SUPPLIED INFORMATION:
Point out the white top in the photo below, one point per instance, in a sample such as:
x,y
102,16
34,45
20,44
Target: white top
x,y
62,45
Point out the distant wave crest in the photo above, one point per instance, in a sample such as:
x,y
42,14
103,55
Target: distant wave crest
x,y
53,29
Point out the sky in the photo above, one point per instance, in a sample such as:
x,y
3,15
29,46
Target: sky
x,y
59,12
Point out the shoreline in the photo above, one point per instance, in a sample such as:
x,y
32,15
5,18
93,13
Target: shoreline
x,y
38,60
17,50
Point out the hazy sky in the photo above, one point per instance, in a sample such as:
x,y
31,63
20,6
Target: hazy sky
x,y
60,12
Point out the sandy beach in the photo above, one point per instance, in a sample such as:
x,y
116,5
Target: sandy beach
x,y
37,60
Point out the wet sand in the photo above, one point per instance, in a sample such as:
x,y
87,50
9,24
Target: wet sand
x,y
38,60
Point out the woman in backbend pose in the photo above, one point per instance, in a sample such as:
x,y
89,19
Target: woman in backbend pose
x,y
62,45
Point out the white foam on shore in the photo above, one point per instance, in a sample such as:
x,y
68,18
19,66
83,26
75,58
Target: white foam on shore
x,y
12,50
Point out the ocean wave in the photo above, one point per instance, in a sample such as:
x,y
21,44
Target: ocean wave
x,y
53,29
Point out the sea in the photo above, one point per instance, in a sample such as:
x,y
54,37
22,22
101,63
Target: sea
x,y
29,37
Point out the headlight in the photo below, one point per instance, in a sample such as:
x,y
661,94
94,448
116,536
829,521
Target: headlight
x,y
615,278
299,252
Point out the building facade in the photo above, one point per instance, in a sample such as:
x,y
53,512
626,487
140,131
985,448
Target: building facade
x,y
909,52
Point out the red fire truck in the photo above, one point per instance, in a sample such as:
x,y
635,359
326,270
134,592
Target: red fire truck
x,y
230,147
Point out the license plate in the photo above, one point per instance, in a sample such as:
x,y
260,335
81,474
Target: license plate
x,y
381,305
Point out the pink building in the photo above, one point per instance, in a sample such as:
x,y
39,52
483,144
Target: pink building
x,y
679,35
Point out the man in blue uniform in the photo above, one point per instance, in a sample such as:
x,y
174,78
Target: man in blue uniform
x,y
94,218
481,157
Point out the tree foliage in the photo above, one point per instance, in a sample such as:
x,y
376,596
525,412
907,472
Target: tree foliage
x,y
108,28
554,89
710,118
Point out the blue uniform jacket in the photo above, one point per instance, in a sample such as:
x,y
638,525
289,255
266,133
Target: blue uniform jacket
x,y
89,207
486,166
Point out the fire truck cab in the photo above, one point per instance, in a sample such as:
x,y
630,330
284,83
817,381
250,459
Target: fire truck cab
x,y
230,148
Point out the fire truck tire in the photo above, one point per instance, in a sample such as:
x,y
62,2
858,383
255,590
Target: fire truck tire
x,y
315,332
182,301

WHAT IS REQUIRED: Report the count of lines in the entries that contain "below". Nothing else should be given.

RESPONSE TO THIS TASK: 2